───── Supplied data ─────
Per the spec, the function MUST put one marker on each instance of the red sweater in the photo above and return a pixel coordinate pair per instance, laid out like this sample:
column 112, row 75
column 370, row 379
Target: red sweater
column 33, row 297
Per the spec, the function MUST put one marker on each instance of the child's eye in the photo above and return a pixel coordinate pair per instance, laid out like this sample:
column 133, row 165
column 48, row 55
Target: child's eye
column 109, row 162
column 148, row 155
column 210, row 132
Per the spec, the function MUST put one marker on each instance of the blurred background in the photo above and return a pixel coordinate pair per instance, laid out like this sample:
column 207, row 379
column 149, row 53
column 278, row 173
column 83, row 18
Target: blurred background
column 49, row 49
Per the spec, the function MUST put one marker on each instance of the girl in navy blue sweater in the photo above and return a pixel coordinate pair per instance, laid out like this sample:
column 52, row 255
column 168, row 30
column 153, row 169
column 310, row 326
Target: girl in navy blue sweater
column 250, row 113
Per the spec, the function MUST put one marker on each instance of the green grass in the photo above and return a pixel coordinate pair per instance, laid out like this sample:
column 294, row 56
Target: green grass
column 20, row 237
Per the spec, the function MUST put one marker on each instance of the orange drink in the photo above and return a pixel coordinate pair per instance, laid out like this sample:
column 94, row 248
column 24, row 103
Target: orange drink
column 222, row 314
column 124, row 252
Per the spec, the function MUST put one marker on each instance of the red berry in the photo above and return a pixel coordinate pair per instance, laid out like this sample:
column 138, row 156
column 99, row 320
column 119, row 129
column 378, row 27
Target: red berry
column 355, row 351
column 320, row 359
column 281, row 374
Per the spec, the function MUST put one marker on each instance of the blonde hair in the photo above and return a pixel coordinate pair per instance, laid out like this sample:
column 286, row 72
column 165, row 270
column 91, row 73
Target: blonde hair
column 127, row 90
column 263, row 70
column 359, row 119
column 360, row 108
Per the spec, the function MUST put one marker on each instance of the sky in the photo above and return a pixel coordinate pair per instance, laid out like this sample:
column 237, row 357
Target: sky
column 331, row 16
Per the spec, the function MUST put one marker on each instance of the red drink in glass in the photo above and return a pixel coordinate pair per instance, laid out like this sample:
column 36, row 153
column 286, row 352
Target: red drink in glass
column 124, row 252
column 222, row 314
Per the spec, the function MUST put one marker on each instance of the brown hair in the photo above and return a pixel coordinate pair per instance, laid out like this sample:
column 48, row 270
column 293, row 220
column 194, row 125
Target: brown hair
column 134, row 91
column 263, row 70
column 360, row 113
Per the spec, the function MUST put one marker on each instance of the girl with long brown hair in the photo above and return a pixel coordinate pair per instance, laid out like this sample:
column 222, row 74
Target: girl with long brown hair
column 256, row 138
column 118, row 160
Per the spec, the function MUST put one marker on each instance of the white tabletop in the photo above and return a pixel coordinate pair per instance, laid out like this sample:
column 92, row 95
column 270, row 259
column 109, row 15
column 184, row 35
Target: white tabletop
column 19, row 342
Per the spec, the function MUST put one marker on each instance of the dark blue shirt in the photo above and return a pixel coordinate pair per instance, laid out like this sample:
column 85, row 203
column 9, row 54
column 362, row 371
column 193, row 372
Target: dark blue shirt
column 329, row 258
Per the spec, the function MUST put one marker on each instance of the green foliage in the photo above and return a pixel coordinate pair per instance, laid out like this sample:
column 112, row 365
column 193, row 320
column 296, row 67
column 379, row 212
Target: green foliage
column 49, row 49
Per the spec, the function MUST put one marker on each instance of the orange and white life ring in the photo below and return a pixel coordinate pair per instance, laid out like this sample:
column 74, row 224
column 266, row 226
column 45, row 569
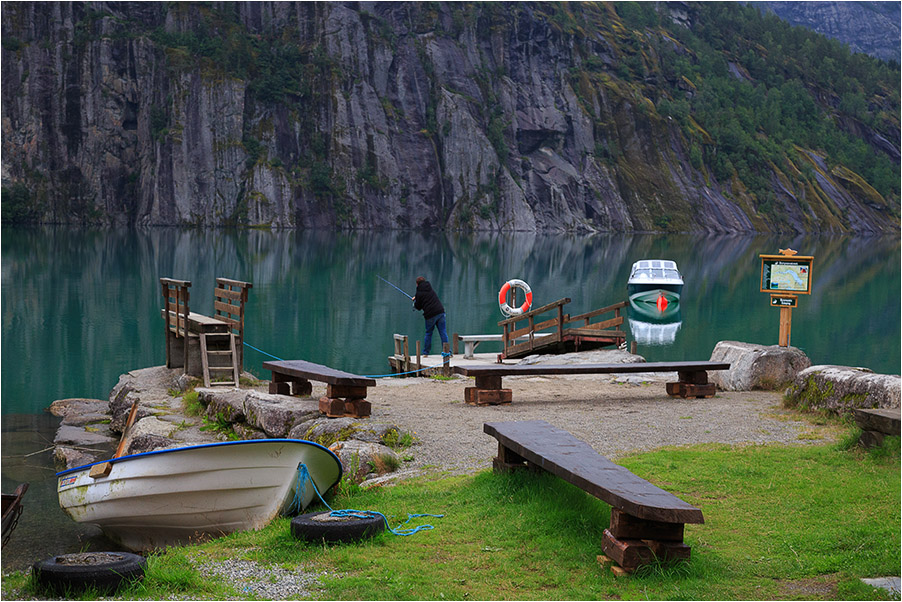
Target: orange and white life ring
column 506, row 309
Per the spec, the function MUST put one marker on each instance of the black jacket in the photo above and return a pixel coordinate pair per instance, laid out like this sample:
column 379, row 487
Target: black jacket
column 427, row 300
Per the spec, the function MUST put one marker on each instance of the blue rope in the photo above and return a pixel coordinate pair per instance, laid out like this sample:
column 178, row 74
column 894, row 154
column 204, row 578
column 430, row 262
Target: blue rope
column 305, row 474
column 444, row 354
column 263, row 352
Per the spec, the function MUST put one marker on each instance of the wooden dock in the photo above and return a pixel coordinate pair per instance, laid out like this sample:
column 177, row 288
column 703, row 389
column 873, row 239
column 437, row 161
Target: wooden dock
column 563, row 333
column 403, row 363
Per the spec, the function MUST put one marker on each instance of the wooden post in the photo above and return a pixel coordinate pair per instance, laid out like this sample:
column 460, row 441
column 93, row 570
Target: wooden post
column 407, row 354
column 785, row 325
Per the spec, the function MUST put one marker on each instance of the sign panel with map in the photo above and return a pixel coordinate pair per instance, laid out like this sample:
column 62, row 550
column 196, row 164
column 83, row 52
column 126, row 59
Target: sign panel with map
column 782, row 274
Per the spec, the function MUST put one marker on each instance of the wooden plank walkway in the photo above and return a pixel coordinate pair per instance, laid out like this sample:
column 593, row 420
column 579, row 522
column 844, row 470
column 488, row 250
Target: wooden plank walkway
column 693, row 377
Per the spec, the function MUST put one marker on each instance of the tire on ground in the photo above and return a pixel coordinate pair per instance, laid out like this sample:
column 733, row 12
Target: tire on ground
column 104, row 571
column 319, row 526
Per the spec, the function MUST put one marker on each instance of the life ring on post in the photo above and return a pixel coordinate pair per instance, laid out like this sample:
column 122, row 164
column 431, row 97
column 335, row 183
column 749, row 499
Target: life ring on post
column 506, row 309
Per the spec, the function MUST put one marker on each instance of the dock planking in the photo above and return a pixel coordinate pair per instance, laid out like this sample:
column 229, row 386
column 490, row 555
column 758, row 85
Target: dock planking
column 693, row 377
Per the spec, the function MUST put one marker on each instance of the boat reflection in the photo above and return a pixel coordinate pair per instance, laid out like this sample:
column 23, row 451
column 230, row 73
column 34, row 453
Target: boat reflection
column 650, row 325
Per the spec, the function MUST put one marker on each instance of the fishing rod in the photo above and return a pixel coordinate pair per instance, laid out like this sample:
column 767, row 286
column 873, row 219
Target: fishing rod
column 393, row 286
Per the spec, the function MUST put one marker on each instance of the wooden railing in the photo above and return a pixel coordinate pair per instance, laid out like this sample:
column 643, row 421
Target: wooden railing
column 561, row 326
column 229, row 299
column 175, row 314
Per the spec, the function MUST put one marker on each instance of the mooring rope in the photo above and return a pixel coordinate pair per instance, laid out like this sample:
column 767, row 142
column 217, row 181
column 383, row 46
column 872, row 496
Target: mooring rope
column 263, row 352
column 304, row 475
column 444, row 355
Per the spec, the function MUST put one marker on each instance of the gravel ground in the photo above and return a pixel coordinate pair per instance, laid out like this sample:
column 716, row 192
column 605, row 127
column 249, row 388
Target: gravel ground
column 615, row 414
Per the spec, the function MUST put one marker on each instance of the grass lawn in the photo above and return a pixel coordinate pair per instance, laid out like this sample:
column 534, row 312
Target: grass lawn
column 781, row 522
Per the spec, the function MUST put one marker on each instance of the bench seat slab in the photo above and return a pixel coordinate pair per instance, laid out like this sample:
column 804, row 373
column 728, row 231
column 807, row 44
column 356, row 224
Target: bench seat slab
column 573, row 460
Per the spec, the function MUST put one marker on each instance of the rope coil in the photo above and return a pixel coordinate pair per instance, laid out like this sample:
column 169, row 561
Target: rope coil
column 303, row 475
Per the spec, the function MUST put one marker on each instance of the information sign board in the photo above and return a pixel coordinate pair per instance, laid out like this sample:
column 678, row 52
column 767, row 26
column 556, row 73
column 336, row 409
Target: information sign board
column 786, row 274
column 784, row 301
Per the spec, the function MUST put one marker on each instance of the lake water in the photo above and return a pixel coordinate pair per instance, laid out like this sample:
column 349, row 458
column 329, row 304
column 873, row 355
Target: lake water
column 81, row 307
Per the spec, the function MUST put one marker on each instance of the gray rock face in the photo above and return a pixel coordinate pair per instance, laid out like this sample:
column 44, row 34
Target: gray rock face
column 78, row 436
column 756, row 366
column 842, row 388
column 400, row 115
column 360, row 458
column 229, row 405
column 870, row 27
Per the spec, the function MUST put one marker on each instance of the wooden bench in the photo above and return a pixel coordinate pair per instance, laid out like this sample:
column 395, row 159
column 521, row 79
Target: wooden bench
column 877, row 424
column 646, row 521
column 345, row 392
column 693, row 377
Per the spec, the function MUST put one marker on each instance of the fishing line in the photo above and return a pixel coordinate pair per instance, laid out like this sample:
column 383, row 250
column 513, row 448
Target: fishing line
column 444, row 354
column 392, row 285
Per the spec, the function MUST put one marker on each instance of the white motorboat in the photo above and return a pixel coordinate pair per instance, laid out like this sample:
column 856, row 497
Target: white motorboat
column 182, row 495
column 655, row 282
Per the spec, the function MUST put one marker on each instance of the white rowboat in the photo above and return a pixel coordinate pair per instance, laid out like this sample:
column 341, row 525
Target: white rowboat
column 177, row 496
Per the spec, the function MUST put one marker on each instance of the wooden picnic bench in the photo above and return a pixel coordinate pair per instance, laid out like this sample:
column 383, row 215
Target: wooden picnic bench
column 215, row 342
column 693, row 377
column 345, row 392
column 646, row 521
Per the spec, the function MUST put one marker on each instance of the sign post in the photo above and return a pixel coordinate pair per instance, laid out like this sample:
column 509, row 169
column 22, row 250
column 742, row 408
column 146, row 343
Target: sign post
column 786, row 276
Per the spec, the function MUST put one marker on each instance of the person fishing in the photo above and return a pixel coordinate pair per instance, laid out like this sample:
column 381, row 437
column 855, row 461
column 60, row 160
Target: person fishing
column 427, row 300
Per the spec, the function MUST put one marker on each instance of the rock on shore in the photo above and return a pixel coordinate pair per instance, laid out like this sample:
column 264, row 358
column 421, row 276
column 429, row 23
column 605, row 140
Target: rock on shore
column 91, row 428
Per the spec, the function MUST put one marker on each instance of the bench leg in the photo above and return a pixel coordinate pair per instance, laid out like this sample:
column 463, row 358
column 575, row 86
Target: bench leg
column 632, row 542
column 508, row 460
column 487, row 391
column 691, row 384
column 343, row 400
column 283, row 384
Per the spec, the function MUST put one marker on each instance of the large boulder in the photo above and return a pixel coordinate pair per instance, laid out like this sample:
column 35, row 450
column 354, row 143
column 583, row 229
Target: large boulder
column 360, row 458
column 81, row 412
column 842, row 388
column 225, row 404
column 754, row 366
column 276, row 415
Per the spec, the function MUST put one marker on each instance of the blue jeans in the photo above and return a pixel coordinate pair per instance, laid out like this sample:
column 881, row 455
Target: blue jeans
column 433, row 322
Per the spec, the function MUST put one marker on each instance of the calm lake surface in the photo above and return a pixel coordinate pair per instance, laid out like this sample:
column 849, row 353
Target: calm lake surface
column 82, row 307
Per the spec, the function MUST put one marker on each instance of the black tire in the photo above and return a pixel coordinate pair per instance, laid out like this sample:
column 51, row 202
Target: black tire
column 319, row 527
column 105, row 571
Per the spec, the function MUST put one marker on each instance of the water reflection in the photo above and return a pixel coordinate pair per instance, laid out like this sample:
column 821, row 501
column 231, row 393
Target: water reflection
column 80, row 307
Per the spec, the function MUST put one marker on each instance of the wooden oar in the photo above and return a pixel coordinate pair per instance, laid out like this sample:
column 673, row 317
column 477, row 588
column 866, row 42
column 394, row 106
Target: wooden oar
column 102, row 470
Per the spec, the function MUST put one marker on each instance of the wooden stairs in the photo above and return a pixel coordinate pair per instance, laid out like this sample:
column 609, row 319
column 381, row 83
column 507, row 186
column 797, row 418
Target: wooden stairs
column 219, row 356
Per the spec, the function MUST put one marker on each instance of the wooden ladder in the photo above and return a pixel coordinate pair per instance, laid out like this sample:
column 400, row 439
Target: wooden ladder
column 206, row 354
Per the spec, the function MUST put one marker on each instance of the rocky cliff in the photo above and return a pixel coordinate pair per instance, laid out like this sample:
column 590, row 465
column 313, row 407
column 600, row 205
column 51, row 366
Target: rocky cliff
column 870, row 27
column 488, row 116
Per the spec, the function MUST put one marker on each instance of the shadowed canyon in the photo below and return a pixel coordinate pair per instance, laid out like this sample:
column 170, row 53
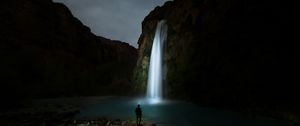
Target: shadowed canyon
column 221, row 55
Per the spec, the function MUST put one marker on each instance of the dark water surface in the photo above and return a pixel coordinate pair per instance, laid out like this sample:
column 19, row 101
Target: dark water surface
column 166, row 113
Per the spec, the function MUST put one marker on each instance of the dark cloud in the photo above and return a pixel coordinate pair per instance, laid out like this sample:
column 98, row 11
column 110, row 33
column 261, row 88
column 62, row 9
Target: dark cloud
column 114, row 19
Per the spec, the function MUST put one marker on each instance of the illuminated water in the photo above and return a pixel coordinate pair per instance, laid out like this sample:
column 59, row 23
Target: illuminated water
column 165, row 113
column 154, row 89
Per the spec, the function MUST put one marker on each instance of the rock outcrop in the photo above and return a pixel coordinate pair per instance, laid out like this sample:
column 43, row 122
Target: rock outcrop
column 46, row 52
column 225, row 54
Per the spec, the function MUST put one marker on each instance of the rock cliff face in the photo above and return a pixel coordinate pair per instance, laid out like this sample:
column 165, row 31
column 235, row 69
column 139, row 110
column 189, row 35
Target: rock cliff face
column 46, row 52
column 225, row 54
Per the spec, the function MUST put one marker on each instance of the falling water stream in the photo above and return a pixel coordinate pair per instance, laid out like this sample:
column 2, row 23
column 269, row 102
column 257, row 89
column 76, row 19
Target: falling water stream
column 154, row 89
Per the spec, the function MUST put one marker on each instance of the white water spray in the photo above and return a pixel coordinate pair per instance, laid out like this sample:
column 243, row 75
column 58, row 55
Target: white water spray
column 154, row 89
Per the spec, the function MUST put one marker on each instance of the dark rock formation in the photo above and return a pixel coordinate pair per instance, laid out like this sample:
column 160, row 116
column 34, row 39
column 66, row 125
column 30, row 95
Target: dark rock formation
column 226, row 54
column 46, row 52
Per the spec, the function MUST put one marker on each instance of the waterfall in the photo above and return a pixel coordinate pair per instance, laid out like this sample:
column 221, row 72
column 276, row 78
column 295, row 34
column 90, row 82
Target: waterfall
column 154, row 89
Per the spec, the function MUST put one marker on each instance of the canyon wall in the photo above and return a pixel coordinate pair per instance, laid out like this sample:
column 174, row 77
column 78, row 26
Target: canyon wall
column 224, row 54
column 46, row 52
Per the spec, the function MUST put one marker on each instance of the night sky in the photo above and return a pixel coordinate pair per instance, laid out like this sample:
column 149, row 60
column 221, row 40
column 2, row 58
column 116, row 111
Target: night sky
column 113, row 19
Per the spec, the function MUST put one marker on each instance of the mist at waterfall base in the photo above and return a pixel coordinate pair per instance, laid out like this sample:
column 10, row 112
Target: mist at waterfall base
column 154, row 88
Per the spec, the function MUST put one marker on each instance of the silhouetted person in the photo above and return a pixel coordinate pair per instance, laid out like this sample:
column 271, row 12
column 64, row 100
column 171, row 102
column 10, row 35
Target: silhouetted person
column 138, row 113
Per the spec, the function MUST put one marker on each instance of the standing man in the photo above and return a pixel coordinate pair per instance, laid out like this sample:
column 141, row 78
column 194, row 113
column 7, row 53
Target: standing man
column 138, row 113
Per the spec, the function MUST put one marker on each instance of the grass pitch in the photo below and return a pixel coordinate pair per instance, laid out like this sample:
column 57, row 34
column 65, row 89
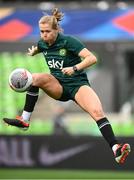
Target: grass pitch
column 63, row 174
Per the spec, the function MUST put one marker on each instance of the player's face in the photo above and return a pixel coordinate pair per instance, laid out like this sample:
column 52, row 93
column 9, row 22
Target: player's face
column 47, row 33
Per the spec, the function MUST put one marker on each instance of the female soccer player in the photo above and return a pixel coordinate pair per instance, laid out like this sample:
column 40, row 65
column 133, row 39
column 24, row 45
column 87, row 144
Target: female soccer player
column 67, row 58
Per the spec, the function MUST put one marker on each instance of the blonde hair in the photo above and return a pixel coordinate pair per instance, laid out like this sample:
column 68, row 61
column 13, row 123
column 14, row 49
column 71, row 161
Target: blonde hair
column 53, row 19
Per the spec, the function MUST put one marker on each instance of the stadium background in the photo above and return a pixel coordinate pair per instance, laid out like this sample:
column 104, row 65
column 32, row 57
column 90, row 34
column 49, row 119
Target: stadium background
column 107, row 28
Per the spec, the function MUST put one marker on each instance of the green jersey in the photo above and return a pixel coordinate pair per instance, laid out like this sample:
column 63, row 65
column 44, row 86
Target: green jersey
column 63, row 53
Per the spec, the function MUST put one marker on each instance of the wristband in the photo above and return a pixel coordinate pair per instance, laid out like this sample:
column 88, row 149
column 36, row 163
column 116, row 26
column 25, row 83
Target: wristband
column 75, row 69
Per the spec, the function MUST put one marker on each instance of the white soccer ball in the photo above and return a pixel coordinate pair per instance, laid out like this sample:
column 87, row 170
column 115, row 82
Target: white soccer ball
column 20, row 80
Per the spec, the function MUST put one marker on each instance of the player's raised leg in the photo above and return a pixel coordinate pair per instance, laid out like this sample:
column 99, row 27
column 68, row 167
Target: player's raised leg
column 49, row 84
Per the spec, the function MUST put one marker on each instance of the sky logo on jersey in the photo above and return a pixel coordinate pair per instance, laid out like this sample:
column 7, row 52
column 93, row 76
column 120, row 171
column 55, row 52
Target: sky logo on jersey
column 62, row 52
column 55, row 64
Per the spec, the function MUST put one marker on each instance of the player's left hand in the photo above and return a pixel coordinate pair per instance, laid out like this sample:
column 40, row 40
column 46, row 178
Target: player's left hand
column 68, row 71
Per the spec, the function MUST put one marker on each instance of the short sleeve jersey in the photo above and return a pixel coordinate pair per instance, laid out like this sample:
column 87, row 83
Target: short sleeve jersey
column 63, row 53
─────
■ Given instruction ■
Copy out the lines word for word, starting at the line that contains "of the boat" and ending after the line that contains "Target: boat reflection".

■ Task answer ■
Per the spec, the function MUST put one marker on each instance of the boat reflection in the photo above and return a pixel coordinate pair per instance, laid out like this sample:
column 23, row 451
column 230, row 73
column 34, row 453
Target: boat reflection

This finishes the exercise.